Data items:
- - -

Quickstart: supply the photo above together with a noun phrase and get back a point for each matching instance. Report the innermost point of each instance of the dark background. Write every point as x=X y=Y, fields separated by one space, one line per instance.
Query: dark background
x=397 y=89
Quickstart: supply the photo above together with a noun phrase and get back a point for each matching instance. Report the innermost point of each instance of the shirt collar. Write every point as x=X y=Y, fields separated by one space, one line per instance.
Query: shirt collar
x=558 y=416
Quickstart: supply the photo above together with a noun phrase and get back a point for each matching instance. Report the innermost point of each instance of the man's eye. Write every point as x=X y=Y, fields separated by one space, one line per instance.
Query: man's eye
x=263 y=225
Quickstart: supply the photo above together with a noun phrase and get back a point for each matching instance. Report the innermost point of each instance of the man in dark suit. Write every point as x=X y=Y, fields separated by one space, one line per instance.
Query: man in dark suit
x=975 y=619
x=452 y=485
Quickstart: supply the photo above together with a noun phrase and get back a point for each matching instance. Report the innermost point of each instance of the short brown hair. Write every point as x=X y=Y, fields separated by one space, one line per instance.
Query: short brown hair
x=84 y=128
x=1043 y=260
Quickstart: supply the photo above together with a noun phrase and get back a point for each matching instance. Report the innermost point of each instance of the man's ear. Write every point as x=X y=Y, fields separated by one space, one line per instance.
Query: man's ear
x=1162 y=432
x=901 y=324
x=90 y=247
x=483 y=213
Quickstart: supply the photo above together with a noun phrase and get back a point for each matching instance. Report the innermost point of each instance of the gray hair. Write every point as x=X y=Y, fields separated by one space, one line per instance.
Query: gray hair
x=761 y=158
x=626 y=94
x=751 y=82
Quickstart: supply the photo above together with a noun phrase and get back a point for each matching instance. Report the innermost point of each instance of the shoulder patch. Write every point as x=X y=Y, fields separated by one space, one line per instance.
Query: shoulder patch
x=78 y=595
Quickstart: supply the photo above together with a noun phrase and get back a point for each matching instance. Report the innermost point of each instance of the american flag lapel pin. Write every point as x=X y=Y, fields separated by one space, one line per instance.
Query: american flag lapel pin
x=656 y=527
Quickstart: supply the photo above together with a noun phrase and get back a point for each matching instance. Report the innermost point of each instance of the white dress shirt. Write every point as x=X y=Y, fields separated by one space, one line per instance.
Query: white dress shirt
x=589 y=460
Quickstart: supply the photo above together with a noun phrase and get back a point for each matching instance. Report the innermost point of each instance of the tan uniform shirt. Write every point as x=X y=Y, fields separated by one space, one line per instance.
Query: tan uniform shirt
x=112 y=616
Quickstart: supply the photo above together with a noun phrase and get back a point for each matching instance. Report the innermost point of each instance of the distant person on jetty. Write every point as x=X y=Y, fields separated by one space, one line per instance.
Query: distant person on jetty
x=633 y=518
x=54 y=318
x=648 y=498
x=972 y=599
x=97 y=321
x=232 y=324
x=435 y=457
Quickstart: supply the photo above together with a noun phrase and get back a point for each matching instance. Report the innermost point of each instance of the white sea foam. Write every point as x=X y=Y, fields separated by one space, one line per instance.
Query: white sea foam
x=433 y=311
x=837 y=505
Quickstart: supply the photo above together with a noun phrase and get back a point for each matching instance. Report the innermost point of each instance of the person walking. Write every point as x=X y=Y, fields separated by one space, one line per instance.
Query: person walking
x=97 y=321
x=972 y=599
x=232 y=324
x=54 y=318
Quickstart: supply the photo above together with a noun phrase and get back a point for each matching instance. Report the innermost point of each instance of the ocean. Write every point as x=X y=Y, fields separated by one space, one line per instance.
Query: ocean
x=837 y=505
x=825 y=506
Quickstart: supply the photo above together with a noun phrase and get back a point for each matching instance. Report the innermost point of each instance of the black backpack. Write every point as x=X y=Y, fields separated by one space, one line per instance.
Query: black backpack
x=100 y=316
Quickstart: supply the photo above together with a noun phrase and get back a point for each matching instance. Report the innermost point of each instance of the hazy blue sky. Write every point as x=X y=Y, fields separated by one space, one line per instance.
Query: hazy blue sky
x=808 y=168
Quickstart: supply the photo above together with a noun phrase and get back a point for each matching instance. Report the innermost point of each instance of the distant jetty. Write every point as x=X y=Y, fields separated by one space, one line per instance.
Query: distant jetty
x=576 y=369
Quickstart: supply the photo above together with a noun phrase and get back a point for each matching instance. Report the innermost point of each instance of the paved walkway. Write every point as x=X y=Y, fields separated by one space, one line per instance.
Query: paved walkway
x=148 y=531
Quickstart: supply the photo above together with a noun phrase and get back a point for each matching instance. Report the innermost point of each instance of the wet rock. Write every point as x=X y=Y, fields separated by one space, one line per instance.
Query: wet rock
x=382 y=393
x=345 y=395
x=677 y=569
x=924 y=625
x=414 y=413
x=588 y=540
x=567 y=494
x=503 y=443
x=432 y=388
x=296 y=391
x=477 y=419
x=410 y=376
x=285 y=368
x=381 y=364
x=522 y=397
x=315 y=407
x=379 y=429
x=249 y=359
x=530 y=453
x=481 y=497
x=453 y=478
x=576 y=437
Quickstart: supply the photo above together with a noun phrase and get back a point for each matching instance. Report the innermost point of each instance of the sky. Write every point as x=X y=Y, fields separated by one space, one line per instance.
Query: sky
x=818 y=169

- - -

Your answer must consist solely of the lines above between the line holding "the distant jetty." and the line holding "the wet rock.", inclusive, copied exactly.

Completed task:
Quickstart: supply the photo above together with a noun phrase and get back a point for each matching instance. Report the innermost point of each instance of the distant jetty. Write every point as x=X y=Y, fields separated by one space, one line per instance.
Query: distant jetty
x=576 y=369
Quickstart: supply the photo above together with a noun phrase and get back a point for each matching instance. Report the innermost point of each instance of the paved walkway. Write every point as x=X y=Y, fields separated by one space, one line per instance.
Query: paved walkway
x=148 y=531
Quickstart: supply the photo above together with a noun phrase and get back a point for each matching instance. Report the innermost point of each instance of the wet rock. Write every point as x=X y=Y, fields separated by one space, one line per instance.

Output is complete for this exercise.